__Texte fourni__

================

La banque centrale du Ghana a relevé les taux d’intérêt de 300 points de base à 22%, sa plus forte augmentation depuis 2002, alors qu’elle cherche à maîtriser l’inflation galopante et une monnaie locale qui se déprécie rapidement.

La hausse a été annoncée tard mercredi après une réunion d’urgence du comité de politique monétaire de la banque centrale du Ghana. Le comité, qui se réunit habituellement tous les deux mois, s’est réuni pour faire face aux « fortes pressions inflationnistes sous-jacentes », a-t-elle déclaré dans un communiqué.

Cette décision intervient après que la banque centrale a maintenu de manière inattendue les taux d’intérêt le mois dernier. La banque a augmenté ses taux de référence de 850 points de base depuis novembre, après les avoir maintenus à 13,5 % depuis 2015.

================

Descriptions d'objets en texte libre
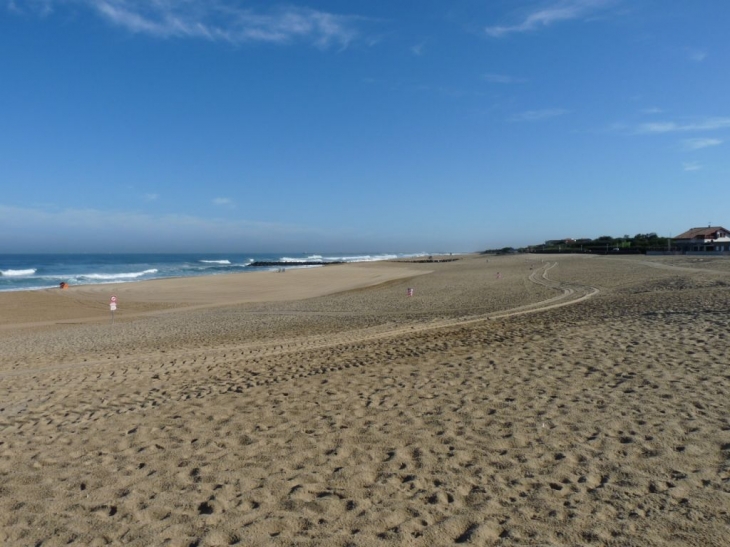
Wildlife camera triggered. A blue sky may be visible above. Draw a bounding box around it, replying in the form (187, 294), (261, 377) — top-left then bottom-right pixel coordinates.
(0, 0), (730, 252)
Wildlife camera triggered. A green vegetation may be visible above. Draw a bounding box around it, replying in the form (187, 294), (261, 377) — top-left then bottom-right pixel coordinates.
(484, 232), (671, 254)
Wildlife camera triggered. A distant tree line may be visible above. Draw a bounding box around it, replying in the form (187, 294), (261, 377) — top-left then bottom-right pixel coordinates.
(484, 232), (671, 254)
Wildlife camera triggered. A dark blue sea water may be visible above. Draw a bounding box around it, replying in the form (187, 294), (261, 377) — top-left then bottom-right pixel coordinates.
(0, 253), (427, 291)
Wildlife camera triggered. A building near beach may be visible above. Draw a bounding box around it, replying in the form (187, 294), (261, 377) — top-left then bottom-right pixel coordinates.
(672, 226), (730, 254)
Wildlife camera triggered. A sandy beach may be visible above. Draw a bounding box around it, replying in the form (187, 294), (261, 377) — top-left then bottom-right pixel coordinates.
(0, 255), (730, 547)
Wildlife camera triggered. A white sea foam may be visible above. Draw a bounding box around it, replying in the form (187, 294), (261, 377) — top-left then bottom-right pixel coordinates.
(77, 269), (157, 281)
(0, 268), (36, 277)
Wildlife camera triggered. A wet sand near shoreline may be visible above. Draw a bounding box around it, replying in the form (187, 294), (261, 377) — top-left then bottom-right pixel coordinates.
(0, 255), (730, 546)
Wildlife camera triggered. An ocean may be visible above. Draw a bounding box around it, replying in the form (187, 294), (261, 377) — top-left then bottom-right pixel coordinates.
(0, 253), (429, 291)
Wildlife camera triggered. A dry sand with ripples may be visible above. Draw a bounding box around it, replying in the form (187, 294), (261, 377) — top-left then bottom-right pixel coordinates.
(0, 255), (730, 546)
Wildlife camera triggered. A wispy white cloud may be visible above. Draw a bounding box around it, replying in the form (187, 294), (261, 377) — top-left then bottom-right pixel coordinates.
(636, 117), (730, 133)
(484, 0), (614, 38)
(683, 139), (722, 150)
(0, 204), (327, 252)
(483, 74), (527, 84)
(510, 108), (568, 122)
(686, 48), (707, 63)
(11, 0), (362, 48)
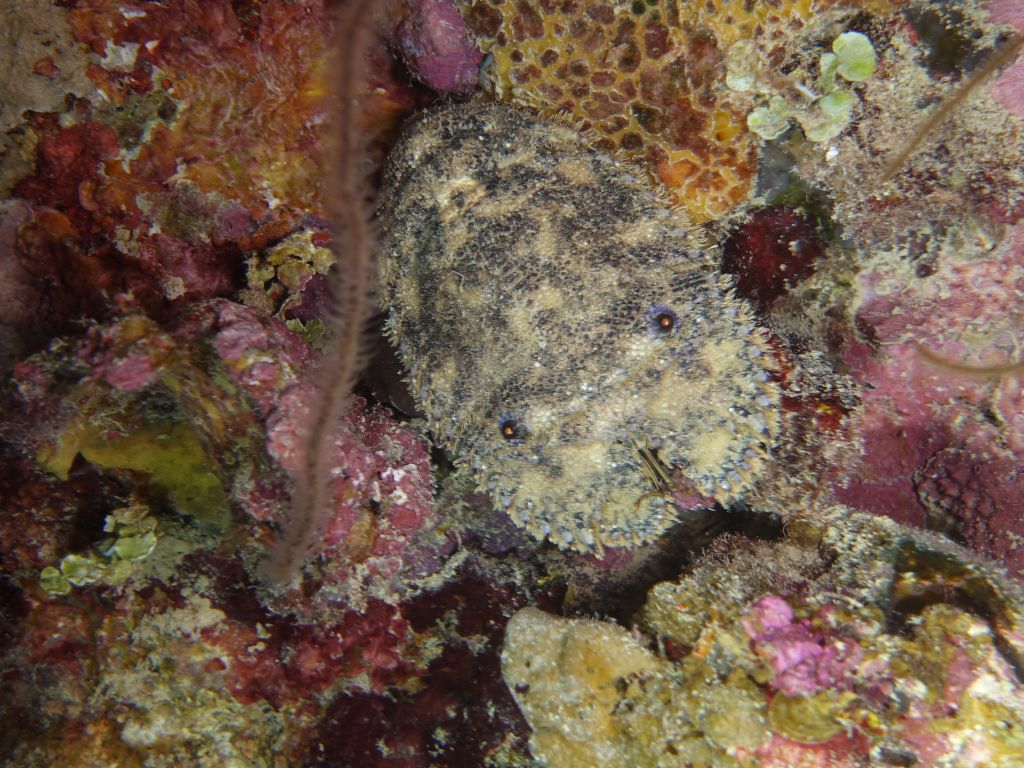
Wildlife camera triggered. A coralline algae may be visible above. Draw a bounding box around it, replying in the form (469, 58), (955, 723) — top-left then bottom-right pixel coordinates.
(381, 104), (778, 551)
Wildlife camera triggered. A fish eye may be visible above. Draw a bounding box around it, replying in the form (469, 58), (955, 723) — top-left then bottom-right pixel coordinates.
(498, 414), (526, 445)
(647, 304), (679, 337)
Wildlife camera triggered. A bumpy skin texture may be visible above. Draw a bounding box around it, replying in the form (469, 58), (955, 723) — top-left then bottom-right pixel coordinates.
(380, 103), (778, 551)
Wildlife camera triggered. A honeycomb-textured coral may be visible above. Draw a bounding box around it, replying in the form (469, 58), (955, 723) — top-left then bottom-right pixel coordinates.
(461, 0), (821, 221)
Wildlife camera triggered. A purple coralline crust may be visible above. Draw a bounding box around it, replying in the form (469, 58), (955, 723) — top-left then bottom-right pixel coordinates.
(837, 225), (1024, 572)
(395, 0), (483, 95)
(740, 595), (863, 696)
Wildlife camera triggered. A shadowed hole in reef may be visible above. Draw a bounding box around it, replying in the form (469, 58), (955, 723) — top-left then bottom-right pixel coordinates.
(565, 504), (783, 627)
(886, 539), (1024, 682)
(905, 3), (999, 78)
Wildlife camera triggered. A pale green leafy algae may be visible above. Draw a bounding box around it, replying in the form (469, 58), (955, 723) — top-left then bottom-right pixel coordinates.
(833, 32), (878, 83)
(39, 565), (71, 595)
(741, 32), (878, 141)
(39, 504), (158, 595)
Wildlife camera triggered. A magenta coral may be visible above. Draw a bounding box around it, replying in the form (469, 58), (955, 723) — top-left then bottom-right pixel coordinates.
(740, 595), (862, 696)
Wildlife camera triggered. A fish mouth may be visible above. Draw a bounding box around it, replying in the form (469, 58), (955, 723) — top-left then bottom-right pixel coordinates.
(485, 437), (677, 552)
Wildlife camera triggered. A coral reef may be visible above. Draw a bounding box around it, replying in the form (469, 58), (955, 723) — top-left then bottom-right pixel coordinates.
(502, 508), (1024, 768)
(6, 0), (1024, 768)
(459, 0), (905, 222)
(381, 105), (779, 552)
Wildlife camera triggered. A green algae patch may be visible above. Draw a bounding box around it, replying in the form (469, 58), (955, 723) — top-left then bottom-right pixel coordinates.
(42, 422), (230, 530)
(79, 422), (229, 529)
(833, 32), (879, 83)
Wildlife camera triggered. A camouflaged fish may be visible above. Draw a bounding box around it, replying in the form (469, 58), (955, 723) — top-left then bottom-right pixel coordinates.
(380, 103), (779, 551)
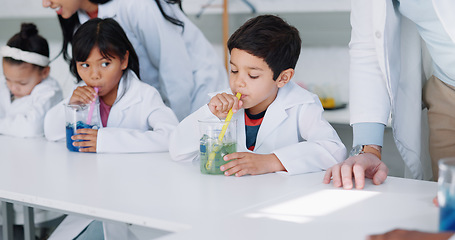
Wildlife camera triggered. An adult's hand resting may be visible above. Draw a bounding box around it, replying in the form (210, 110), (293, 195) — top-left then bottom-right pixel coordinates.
(323, 153), (389, 189)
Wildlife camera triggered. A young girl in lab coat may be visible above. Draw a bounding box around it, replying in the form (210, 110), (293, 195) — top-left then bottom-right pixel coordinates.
(0, 23), (62, 137)
(45, 18), (178, 239)
(43, 0), (227, 120)
(44, 18), (178, 153)
(169, 15), (346, 176)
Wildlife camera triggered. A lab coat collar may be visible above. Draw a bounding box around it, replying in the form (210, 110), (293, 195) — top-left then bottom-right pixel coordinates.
(255, 82), (314, 149)
(77, 0), (117, 25)
(98, 0), (118, 18)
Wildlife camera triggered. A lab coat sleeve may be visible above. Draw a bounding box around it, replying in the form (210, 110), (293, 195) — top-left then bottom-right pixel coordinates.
(44, 98), (69, 141)
(349, 0), (390, 125)
(96, 90), (178, 153)
(273, 97), (346, 175)
(169, 104), (219, 162)
(0, 80), (62, 137)
(123, 1), (195, 119)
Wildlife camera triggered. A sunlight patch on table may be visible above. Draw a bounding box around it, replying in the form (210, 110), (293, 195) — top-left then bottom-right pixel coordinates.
(245, 189), (379, 223)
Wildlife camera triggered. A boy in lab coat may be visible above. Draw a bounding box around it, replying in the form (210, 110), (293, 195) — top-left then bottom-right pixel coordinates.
(169, 15), (346, 176)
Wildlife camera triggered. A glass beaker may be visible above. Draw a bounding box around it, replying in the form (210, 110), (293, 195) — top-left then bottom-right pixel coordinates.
(65, 103), (100, 152)
(199, 120), (237, 174)
(438, 157), (455, 231)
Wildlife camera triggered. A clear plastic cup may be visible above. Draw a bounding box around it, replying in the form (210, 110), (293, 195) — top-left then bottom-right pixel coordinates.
(65, 103), (100, 152)
(199, 120), (237, 174)
(438, 157), (455, 231)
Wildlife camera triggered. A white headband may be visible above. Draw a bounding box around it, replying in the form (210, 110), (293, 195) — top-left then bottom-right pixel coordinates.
(0, 46), (49, 67)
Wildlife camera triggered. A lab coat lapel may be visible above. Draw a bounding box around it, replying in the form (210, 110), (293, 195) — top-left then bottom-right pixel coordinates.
(254, 85), (294, 151)
(433, 0), (455, 43)
(254, 98), (288, 150)
(107, 70), (142, 126)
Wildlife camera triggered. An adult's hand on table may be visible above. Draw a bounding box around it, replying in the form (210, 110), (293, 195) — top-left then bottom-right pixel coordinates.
(323, 153), (389, 189)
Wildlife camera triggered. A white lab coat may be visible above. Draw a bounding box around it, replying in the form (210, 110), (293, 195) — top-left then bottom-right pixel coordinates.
(0, 77), (63, 137)
(79, 0), (232, 120)
(349, 0), (455, 179)
(44, 70), (178, 240)
(44, 70), (178, 153)
(169, 82), (346, 174)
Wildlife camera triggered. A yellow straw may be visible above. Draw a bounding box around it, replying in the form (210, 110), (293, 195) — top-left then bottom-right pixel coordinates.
(218, 93), (242, 142)
(205, 92), (242, 170)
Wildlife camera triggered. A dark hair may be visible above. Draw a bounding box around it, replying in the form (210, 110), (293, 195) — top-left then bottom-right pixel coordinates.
(58, 0), (184, 62)
(227, 15), (302, 80)
(70, 18), (140, 82)
(3, 23), (49, 68)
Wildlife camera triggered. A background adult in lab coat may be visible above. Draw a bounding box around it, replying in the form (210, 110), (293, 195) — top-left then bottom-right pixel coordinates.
(43, 0), (227, 120)
(324, 0), (455, 189)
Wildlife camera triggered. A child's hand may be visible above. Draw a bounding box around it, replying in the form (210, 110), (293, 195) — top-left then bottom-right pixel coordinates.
(208, 93), (243, 119)
(69, 86), (97, 104)
(220, 152), (286, 177)
(71, 128), (98, 152)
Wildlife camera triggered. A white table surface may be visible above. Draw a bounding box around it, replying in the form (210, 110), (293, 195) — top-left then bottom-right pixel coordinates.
(0, 136), (438, 239)
(160, 177), (439, 240)
(0, 136), (321, 232)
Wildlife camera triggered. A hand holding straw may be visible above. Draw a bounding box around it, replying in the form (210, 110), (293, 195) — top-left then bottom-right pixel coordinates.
(87, 87), (98, 125)
(205, 92), (242, 170)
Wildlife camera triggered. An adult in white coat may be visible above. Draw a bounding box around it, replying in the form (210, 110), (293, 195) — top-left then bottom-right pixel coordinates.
(169, 15), (346, 176)
(324, 0), (455, 189)
(43, 0), (227, 120)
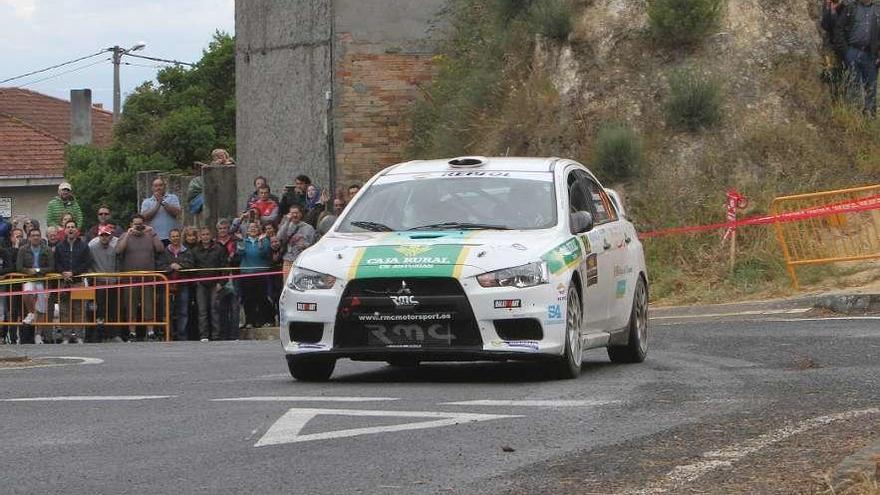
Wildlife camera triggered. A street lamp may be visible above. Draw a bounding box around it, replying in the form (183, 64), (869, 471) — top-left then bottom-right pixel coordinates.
(107, 41), (147, 123)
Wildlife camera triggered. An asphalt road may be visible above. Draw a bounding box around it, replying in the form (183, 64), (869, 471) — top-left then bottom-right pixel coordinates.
(0, 315), (880, 494)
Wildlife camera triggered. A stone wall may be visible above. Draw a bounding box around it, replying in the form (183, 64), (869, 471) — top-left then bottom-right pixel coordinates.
(236, 0), (447, 203)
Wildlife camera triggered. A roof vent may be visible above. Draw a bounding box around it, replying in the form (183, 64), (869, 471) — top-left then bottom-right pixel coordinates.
(449, 156), (489, 168)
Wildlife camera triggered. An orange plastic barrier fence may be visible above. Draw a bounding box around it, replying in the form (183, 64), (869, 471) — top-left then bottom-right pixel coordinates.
(770, 185), (880, 289)
(0, 272), (171, 341)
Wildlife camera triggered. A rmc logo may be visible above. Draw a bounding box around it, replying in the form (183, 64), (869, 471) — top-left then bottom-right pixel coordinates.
(388, 296), (419, 307)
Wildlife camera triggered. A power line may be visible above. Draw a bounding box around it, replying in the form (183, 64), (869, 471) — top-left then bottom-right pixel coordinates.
(19, 58), (110, 88)
(125, 53), (196, 67)
(0, 50), (107, 84)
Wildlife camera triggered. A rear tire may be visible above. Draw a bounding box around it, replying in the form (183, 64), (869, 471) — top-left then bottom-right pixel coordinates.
(386, 358), (420, 368)
(287, 358), (336, 382)
(608, 277), (648, 363)
(556, 283), (584, 379)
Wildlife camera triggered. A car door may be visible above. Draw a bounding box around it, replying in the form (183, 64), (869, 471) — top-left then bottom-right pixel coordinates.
(584, 177), (634, 331)
(566, 168), (609, 333)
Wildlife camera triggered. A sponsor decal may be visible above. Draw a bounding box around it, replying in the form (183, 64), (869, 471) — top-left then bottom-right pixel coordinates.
(495, 299), (522, 309)
(556, 283), (568, 302)
(357, 313), (452, 322)
(587, 253), (599, 287)
(296, 342), (330, 350)
(614, 265), (632, 277)
(542, 237), (583, 275)
(365, 323), (455, 347)
(492, 340), (539, 351)
(296, 302), (318, 311)
(547, 304), (562, 323)
(440, 171), (510, 177)
(352, 244), (468, 278)
(616, 279), (626, 299)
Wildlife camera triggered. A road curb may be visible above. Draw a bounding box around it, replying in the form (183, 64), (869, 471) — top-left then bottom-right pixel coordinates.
(813, 294), (880, 316)
(830, 442), (880, 491)
(0, 346), (28, 363)
(241, 327), (280, 340)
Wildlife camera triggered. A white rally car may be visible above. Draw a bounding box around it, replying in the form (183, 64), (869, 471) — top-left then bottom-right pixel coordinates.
(281, 157), (648, 380)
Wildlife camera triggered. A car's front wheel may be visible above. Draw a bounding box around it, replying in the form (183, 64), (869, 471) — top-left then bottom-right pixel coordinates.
(287, 358), (336, 382)
(557, 283), (584, 378)
(608, 277), (648, 363)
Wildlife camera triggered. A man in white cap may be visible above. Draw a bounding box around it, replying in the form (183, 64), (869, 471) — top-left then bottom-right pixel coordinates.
(46, 182), (83, 231)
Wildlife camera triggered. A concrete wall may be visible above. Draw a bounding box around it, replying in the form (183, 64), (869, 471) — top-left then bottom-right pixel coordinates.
(235, 0), (447, 203)
(235, 0), (331, 205)
(0, 185), (55, 232)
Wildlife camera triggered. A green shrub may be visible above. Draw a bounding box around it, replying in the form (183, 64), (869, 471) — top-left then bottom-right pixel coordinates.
(492, 0), (535, 22)
(593, 124), (642, 182)
(664, 68), (723, 131)
(529, 0), (574, 41)
(648, 0), (724, 45)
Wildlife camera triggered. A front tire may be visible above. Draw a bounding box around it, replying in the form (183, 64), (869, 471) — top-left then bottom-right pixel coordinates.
(287, 358), (336, 382)
(608, 277), (648, 363)
(556, 283), (584, 379)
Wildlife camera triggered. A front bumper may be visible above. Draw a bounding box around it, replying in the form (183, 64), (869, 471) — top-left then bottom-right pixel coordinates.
(280, 279), (566, 361)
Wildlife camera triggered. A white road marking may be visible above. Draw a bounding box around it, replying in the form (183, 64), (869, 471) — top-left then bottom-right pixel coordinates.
(0, 356), (104, 371)
(441, 399), (620, 407)
(650, 308), (813, 320)
(211, 395), (400, 402)
(624, 407), (880, 495)
(0, 395), (176, 402)
(254, 408), (522, 447)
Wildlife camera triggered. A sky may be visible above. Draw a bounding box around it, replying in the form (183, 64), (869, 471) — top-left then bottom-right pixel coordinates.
(0, 0), (235, 110)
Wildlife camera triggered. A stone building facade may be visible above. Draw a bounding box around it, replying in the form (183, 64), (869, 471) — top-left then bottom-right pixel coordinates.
(236, 0), (447, 202)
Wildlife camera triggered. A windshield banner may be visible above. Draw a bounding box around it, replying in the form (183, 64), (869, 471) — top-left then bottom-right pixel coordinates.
(349, 244), (469, 279)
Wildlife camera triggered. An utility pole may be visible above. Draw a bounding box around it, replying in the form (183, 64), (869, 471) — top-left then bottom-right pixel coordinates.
(107, 43), (147, 124)
(110, 45), (123, 124)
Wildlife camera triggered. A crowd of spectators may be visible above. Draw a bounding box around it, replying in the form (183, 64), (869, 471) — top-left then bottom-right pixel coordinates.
(0, 150), (359, 343)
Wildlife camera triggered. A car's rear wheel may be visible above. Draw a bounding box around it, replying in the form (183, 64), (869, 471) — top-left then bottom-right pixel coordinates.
(556, 283), (584, 379)
(287, 358), (336, 382)
(608, 277), (648, 363)
(386, 358), (420, 368)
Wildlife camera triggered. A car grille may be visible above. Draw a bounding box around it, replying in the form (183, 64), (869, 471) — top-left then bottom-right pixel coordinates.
(333, 278), (482, 349)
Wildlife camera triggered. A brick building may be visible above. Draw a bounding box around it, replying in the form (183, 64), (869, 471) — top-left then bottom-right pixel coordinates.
(0, 88), (113, 226)
(235, 0), (447, 203)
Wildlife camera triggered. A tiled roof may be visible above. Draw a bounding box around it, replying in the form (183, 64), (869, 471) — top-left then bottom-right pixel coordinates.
(0, 114), (65, 179)
(0, 88), (113, 148)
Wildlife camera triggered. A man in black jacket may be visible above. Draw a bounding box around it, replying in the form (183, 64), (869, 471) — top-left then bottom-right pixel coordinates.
(834, 0), (880, 117)
(55, 220), (92, 344)
(188, 227), (229, 342)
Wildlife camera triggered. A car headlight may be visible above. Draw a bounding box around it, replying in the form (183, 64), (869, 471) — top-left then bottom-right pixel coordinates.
(477, 261), (550, 289)
(287, 267), (336, 292)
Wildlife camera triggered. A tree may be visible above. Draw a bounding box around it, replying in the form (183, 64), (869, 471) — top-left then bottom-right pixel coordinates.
(65, 31), (235, 231)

================

__Consignes de travail__
(1) Répondez à ces questions d'après l'article sur la hausse des taux au Ghana :
(a) À quel niveau la banque centrale du Ghana a-t-elle porté ses taux d'intérêt ?
(b) À quelle fréquence son comité de politique monétaire se réunit-il d'habitude ?
(c) À quel taux la banque avait-elle maintenu ses taux de référence depuis 2015 ?
(2) Poursuivez l'article sur la hausse des taux au Ghana à partir de sa dernière phrase.

__Réponses rédigées__
(1)
(a) À 22 %.
(b) Tous les deux mois.
(c) À 13,5 %.

(2)
Les banques centrales des marchés émergents procèdent à de fortes hausses de taux pour faire face à la chute de leurs devises par rapport au dollar, dont la valeur a augmenté à la suite des hausses de taux d’intérêt de la Réserve fédérale américaine. De nombreux produits de base sont cotés en dollars sur les marchés mondiaux, ce qui aggrave l’impact de la flambée des prix des denrées alimentaires et de l’énergie sur les pays qui ont vu leur monnaie se déprécier fortement.

La Banque nationale de Hongrie a relevé l’un de ses principaux taux d’intérêt de 200 points de base le mois dernier pour faire face à la chute du forint. La Banque de réserve sud-africaine a effectué sa plus forte hausse de taux depuis près de 20 ans en juillet, augmentant les coûts d’emprunt de 75 points de base à 5,5 %.

Certaines banques centrales des marchés émergents, comme celles du Brésil et du Mexique, ont commencé à relever leurs taux l’an dernier en prévision du resserrement monétaire de la Fed. Ces mesures ont contribué à prévenir les attaques contre leurs devises et à atténuer les pressions sur les prix, selon Agustín Carstens, directeur général de la Banque des règlements internationaux, la banque dite des banquiers centraux.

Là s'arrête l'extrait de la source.